Task data ::
==========
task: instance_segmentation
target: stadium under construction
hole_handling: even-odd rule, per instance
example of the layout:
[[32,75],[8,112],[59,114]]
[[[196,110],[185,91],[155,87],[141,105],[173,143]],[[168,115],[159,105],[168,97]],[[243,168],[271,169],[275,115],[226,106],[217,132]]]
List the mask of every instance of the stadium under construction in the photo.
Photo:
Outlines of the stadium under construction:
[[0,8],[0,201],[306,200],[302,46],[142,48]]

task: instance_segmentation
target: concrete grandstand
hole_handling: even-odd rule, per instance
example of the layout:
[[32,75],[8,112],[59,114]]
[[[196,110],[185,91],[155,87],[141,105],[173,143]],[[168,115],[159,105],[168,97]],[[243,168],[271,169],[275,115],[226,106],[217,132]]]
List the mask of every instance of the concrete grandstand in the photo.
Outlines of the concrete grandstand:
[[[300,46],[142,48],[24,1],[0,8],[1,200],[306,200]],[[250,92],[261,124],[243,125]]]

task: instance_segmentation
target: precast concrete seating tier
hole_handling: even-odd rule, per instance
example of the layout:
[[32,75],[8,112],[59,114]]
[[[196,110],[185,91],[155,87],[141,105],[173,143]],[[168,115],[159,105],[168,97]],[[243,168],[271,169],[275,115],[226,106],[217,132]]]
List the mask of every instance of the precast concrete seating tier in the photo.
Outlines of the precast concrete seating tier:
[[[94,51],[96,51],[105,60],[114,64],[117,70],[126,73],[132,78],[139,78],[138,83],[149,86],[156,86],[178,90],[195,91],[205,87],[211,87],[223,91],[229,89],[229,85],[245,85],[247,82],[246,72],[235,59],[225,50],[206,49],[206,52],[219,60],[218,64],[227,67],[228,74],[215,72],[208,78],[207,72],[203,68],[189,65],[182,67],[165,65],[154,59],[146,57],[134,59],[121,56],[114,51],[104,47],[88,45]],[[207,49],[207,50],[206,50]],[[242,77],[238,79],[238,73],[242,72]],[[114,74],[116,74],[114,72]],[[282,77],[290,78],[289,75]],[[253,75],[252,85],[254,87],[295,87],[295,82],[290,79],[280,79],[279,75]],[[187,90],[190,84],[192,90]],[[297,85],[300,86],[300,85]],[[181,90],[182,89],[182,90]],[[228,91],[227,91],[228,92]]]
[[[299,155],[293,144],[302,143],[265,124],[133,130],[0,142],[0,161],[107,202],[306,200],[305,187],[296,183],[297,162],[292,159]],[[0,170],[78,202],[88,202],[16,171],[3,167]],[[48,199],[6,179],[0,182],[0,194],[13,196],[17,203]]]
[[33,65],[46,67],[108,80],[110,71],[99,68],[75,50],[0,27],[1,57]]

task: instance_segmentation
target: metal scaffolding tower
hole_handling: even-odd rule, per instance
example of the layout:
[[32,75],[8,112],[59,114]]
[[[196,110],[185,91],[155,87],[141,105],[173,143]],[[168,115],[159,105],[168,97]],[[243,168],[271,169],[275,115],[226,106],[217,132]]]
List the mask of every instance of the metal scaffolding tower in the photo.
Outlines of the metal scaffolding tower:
==========
Locate each line in the listing above that contains the word "tower" and copy those lines.

target: metal scaffolding tower
List the mask of every instance of the metal scaffolding tower in the photo.
Outlines of the metal scaffolding tower:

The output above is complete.